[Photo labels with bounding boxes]

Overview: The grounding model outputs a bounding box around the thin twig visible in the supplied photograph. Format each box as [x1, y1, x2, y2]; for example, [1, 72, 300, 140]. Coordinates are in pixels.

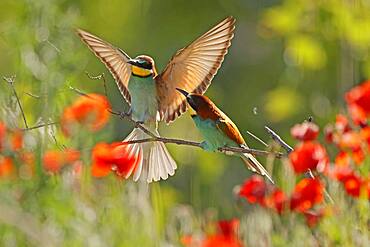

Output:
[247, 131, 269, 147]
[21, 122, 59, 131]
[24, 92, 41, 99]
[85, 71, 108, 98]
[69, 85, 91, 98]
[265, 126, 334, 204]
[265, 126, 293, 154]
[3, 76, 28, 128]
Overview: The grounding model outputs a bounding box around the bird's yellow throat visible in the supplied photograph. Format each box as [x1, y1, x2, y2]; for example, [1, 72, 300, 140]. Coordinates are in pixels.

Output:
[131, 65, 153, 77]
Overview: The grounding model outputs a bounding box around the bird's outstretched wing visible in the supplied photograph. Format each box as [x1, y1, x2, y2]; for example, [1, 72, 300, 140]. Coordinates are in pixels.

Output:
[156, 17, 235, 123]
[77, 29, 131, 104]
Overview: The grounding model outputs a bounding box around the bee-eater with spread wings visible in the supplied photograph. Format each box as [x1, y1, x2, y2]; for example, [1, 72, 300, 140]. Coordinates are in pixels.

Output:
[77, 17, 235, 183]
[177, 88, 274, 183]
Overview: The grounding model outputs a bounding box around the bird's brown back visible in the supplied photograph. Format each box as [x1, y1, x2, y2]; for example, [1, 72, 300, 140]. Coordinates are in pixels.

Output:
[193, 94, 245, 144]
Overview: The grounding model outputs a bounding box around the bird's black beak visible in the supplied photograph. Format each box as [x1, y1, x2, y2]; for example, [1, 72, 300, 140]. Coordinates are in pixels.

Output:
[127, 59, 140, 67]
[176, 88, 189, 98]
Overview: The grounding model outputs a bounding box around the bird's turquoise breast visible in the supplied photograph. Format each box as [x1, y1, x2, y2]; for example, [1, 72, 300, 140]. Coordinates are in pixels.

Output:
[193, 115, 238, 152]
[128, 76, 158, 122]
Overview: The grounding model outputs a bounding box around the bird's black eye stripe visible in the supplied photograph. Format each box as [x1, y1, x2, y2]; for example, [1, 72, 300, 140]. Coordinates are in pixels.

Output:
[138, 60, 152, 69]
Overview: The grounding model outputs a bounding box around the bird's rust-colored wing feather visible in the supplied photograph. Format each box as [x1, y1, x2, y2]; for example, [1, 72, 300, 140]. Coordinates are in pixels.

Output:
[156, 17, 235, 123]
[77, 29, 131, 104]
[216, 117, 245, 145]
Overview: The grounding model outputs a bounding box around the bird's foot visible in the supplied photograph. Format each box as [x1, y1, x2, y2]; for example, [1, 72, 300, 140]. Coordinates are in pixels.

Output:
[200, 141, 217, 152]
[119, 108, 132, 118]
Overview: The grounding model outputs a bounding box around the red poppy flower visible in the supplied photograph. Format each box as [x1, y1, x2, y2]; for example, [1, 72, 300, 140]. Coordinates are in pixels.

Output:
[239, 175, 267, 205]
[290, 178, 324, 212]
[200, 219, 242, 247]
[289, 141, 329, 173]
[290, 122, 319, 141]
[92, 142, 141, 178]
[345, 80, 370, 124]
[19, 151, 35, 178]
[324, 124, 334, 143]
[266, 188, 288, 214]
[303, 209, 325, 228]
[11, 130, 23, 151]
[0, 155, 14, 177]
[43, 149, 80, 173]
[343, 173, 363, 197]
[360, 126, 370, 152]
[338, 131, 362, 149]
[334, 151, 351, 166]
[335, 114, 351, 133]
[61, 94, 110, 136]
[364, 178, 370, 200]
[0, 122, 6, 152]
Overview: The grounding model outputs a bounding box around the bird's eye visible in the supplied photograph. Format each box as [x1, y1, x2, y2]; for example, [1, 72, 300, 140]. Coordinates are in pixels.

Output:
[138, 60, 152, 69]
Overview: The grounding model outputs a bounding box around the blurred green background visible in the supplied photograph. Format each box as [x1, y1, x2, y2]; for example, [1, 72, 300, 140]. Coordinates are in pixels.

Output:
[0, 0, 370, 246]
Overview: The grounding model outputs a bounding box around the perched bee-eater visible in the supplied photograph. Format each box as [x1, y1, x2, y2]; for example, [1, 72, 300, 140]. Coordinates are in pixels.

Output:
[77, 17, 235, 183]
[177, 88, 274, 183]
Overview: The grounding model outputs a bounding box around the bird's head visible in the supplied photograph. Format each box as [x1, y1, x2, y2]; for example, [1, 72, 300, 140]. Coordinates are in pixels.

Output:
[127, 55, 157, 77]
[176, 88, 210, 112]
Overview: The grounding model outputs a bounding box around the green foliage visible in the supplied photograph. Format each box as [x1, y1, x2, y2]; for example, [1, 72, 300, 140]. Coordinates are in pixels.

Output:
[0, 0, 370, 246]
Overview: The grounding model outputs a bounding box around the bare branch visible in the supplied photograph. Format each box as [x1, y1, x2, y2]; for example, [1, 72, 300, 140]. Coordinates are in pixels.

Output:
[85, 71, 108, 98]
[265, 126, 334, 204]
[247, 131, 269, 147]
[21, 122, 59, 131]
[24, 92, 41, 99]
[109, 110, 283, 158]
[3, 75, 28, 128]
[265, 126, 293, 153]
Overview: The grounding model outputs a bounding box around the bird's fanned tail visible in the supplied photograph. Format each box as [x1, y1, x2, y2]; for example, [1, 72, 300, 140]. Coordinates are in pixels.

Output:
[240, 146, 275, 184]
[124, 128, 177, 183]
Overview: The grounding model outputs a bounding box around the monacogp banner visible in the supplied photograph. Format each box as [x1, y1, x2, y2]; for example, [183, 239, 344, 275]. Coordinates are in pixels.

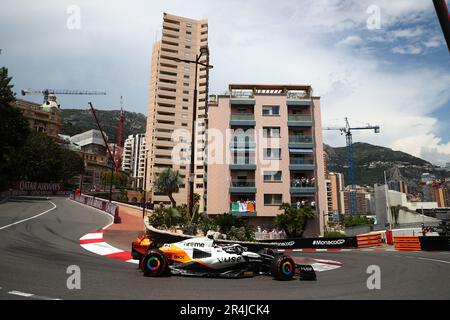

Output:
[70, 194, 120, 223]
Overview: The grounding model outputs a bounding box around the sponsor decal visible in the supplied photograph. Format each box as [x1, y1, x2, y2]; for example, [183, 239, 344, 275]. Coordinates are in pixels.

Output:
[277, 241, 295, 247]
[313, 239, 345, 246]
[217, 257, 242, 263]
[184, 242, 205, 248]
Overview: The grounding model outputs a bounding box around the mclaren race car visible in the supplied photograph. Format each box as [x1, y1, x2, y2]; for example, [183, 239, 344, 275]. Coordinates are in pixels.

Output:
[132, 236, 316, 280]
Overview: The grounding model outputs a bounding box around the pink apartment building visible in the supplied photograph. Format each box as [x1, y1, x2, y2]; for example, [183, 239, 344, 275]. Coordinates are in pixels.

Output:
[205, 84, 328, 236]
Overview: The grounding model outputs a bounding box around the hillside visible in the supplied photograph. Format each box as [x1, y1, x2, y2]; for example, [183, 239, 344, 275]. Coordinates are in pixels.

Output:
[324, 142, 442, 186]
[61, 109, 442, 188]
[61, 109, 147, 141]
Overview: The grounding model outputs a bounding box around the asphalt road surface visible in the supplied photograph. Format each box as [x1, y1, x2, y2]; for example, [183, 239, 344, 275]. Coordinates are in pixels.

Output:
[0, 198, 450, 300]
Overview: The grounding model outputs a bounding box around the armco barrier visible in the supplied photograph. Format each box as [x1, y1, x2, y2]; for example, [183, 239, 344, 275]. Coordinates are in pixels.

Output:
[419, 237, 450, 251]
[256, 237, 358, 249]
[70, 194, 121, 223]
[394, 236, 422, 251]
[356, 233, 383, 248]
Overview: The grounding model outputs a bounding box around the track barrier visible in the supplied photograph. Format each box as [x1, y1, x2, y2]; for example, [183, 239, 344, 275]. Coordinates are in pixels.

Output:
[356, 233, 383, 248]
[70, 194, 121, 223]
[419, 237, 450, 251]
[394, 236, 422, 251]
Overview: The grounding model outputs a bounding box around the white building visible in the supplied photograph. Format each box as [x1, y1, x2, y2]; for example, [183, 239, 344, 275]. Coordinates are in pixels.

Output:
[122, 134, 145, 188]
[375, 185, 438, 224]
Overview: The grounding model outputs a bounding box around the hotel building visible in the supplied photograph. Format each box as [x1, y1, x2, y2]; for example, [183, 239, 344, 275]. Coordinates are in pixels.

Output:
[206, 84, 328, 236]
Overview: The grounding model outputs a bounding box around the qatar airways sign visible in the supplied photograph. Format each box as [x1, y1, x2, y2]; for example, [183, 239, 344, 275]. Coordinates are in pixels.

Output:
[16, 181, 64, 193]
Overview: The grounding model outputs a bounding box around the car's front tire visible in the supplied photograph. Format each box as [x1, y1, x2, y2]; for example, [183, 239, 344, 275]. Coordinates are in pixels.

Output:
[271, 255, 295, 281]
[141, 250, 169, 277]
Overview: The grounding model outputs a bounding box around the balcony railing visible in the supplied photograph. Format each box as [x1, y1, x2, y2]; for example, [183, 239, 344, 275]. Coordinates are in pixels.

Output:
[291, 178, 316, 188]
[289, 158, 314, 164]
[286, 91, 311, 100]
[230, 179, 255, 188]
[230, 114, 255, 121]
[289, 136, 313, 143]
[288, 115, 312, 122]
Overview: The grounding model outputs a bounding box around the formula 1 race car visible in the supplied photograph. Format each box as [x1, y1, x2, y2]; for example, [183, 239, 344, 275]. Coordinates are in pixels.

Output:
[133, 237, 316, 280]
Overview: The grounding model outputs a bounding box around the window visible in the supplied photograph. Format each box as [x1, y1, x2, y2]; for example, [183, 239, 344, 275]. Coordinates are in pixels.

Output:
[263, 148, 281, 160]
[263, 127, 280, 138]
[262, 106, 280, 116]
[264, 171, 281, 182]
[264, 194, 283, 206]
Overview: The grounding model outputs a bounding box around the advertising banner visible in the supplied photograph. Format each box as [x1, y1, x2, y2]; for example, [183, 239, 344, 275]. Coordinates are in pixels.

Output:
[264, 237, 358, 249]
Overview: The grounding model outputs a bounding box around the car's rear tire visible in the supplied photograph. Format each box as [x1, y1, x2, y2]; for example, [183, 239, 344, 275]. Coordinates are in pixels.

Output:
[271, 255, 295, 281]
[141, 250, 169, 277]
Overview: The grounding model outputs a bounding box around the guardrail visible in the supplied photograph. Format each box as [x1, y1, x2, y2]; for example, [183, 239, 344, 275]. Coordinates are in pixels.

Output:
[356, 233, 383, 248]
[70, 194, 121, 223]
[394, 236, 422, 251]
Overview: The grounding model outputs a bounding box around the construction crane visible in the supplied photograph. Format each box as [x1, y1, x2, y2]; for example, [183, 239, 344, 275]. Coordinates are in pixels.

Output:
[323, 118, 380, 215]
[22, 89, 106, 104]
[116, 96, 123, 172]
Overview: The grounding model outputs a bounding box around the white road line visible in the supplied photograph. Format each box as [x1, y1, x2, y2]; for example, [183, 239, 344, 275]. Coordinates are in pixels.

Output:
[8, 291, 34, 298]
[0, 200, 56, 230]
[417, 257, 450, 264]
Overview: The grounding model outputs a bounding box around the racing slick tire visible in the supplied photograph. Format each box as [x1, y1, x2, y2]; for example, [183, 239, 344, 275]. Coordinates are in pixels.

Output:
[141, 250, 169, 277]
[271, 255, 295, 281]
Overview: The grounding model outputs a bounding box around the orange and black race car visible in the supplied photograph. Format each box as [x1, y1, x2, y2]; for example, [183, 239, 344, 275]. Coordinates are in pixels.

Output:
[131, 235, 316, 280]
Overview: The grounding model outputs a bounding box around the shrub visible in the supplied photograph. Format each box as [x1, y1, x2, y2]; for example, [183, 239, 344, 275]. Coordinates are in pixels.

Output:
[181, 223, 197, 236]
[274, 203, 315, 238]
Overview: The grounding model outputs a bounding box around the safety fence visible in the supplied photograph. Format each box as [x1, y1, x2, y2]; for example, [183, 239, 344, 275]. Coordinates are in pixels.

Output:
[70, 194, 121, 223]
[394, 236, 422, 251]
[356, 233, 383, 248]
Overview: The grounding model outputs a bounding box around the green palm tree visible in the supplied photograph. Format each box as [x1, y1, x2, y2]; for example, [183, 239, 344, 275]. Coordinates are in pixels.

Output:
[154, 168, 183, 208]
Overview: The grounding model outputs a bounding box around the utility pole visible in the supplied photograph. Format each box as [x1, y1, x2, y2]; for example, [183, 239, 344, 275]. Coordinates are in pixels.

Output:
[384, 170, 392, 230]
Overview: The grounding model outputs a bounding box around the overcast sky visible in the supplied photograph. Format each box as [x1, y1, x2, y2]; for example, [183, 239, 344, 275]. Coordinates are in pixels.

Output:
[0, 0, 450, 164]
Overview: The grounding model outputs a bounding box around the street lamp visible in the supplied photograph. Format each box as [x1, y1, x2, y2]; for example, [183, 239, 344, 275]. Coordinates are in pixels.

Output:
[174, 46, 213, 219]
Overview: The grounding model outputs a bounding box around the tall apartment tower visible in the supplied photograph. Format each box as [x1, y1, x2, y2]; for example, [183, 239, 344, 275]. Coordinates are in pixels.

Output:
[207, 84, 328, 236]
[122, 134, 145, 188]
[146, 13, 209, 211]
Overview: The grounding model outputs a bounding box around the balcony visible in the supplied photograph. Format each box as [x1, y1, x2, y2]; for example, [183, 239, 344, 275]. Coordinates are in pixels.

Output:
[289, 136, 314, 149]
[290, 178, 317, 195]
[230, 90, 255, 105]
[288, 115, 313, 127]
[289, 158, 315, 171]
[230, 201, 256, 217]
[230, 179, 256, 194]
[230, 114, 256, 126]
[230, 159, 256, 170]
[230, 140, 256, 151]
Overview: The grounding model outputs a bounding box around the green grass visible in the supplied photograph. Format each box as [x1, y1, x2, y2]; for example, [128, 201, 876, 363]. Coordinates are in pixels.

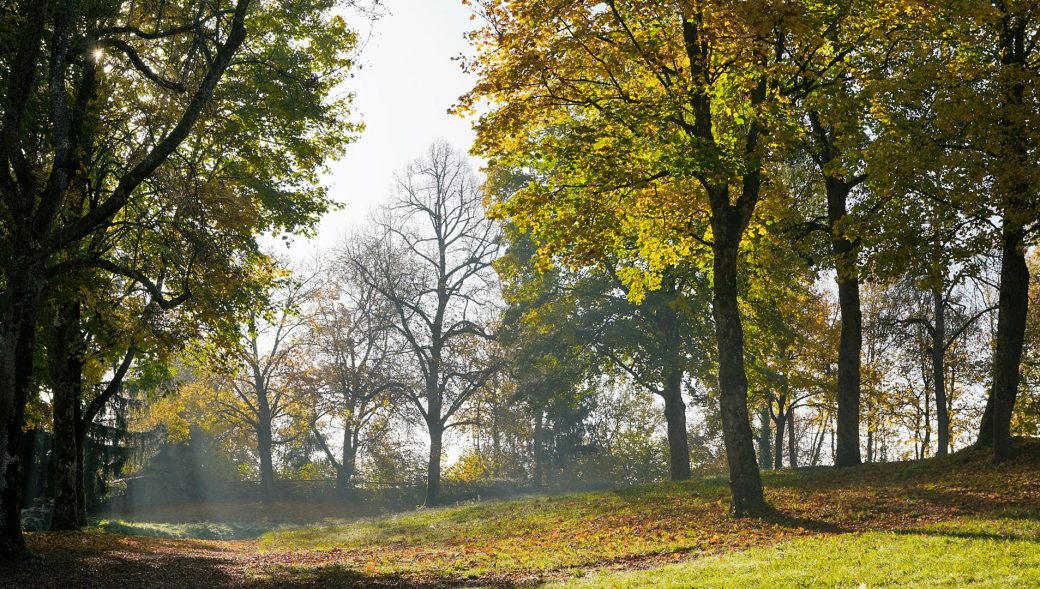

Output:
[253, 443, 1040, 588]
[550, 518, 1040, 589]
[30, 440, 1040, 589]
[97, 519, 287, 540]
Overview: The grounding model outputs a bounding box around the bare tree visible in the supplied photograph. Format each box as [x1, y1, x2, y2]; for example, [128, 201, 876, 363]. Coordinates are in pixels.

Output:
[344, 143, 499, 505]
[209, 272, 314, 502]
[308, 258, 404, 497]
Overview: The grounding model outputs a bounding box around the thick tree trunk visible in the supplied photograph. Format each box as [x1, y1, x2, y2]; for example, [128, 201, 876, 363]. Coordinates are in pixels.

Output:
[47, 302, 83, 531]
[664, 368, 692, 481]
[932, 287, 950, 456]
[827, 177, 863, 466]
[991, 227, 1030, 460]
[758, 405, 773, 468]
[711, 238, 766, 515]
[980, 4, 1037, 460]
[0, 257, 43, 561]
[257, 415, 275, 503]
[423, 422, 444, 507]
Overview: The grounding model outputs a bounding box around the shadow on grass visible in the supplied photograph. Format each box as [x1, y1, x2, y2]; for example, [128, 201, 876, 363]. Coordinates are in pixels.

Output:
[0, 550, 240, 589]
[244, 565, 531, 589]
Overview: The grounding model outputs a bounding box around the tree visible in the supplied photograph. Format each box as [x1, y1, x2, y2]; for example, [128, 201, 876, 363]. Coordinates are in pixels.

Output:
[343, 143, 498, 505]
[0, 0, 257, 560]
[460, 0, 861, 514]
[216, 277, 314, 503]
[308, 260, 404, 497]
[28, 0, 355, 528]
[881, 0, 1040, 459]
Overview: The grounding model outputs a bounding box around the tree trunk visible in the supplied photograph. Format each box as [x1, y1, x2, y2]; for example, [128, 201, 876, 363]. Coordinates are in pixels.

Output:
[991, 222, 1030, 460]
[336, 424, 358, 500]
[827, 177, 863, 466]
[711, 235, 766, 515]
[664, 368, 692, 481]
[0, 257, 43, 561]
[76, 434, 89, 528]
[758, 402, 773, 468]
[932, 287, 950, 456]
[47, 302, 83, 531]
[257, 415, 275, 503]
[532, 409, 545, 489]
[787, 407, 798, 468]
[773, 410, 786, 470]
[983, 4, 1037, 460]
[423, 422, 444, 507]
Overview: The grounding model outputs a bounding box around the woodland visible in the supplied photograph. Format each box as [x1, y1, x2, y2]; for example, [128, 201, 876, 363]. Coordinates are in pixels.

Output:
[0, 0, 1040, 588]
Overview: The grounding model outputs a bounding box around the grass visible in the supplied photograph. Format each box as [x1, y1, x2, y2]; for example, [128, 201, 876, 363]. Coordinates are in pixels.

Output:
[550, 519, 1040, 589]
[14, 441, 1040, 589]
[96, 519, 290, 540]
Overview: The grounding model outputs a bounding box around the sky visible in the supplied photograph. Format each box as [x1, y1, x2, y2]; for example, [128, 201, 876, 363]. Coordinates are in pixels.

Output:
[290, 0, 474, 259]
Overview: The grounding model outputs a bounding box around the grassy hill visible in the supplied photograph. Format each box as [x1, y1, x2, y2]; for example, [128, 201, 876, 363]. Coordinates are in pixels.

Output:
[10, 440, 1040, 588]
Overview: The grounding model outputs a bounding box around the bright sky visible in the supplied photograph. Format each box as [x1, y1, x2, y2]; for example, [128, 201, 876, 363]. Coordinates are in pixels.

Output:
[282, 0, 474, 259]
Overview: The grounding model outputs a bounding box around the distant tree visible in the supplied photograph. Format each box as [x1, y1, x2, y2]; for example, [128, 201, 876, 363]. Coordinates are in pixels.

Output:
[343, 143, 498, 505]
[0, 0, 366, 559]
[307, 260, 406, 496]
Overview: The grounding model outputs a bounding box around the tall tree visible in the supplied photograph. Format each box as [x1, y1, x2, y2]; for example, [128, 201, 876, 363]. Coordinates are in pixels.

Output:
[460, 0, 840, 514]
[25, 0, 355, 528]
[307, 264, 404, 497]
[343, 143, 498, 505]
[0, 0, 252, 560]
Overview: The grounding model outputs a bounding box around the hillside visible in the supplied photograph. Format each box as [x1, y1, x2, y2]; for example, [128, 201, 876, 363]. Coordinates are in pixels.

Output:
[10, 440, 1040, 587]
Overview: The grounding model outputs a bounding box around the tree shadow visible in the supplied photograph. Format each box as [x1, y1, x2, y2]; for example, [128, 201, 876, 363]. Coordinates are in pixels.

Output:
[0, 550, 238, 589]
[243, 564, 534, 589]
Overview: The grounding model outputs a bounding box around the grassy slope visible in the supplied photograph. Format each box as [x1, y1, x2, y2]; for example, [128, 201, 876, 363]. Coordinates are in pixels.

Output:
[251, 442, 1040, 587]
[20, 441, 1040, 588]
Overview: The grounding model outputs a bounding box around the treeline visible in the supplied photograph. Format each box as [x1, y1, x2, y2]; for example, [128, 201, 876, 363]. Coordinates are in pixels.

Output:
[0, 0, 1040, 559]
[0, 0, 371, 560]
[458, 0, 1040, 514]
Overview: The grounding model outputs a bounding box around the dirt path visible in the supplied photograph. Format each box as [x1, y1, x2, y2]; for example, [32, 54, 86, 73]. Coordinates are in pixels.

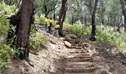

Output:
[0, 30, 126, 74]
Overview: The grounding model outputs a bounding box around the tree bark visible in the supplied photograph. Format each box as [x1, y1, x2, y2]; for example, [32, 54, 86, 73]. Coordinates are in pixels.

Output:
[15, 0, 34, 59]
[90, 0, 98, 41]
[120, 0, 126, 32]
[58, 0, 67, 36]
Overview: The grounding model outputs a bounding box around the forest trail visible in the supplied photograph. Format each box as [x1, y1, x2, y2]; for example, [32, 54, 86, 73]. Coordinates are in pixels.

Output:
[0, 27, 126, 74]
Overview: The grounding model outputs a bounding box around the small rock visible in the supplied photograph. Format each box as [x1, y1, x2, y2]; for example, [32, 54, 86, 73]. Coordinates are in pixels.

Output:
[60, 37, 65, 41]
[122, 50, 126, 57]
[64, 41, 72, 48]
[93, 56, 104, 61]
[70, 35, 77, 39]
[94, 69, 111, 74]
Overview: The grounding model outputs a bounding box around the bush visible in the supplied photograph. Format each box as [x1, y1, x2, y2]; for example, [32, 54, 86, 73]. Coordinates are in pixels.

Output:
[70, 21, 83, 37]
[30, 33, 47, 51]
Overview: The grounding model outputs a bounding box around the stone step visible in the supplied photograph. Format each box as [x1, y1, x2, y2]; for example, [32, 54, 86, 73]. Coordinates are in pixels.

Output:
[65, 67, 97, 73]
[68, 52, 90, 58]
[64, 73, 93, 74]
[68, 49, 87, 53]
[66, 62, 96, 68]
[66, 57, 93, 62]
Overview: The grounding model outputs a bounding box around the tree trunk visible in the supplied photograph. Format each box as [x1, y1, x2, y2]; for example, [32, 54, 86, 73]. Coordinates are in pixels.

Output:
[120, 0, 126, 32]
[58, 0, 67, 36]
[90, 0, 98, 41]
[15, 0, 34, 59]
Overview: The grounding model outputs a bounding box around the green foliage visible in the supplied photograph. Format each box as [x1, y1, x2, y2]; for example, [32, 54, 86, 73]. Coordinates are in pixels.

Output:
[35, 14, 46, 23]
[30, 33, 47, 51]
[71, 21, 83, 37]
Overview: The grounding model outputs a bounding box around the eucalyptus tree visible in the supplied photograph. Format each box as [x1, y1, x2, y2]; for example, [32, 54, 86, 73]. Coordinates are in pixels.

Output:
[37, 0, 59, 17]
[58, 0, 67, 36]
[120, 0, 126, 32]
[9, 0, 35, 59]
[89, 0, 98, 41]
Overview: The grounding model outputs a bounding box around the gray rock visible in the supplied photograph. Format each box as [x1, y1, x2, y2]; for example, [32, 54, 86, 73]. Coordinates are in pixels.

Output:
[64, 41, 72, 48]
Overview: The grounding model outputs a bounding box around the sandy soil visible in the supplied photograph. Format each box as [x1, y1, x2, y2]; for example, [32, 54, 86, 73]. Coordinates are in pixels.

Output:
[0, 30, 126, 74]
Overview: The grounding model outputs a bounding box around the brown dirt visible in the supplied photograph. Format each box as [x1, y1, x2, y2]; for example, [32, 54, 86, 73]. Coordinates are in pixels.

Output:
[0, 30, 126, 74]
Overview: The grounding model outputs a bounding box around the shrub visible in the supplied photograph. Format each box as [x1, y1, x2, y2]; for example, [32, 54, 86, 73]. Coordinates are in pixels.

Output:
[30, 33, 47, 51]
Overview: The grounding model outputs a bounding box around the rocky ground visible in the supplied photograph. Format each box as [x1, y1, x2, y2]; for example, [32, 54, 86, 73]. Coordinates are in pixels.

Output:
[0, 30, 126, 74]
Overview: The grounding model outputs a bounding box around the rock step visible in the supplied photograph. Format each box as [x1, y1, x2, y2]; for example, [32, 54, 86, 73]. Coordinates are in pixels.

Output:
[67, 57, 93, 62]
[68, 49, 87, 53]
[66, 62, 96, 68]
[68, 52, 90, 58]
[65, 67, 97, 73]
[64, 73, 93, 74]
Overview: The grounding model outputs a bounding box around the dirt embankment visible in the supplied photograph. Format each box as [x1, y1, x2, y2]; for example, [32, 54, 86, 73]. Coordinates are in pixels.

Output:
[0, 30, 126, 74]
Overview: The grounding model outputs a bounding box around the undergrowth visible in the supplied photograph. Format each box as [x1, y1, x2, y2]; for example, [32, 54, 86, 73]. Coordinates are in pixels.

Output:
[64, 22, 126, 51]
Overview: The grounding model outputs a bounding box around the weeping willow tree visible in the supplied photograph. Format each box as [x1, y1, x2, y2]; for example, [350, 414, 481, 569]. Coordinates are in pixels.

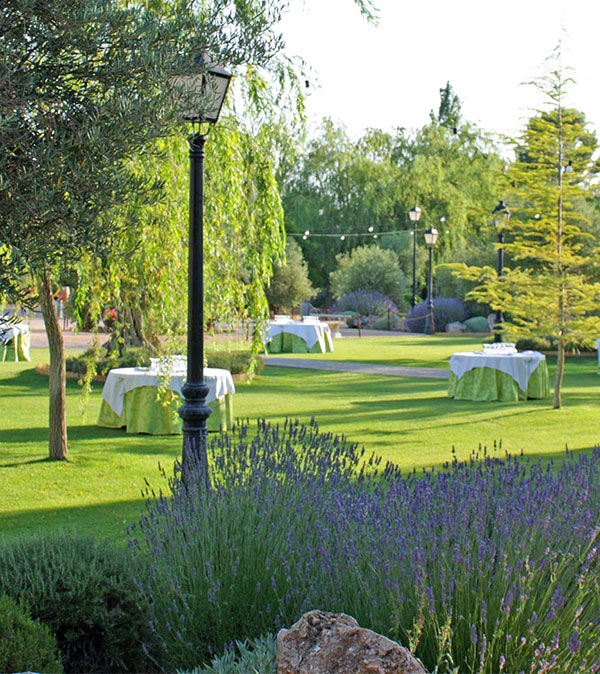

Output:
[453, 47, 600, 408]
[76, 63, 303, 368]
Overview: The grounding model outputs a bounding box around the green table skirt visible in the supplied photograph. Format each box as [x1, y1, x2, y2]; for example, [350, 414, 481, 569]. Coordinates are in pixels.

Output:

= WHAT YOU WILL DO =
Select and copy every line above that contains the word "apartment".

= TASK ANSWER =
Overview: The grounding model outputs a bounding box around the pink apartment building visible in the supplied photograph. Format each box as [x1, y1, x2, y2]; for example, [183, 239, 344, 275]. Coordinates are in pixels.
Overview: The grounding model outputs a bounding box around the tall apartment tower visible in the supplied photograph. Format each box as [x1, y1, x2, y2]; for example, [183, 239, 344, 275]. Coordinates are in pixels.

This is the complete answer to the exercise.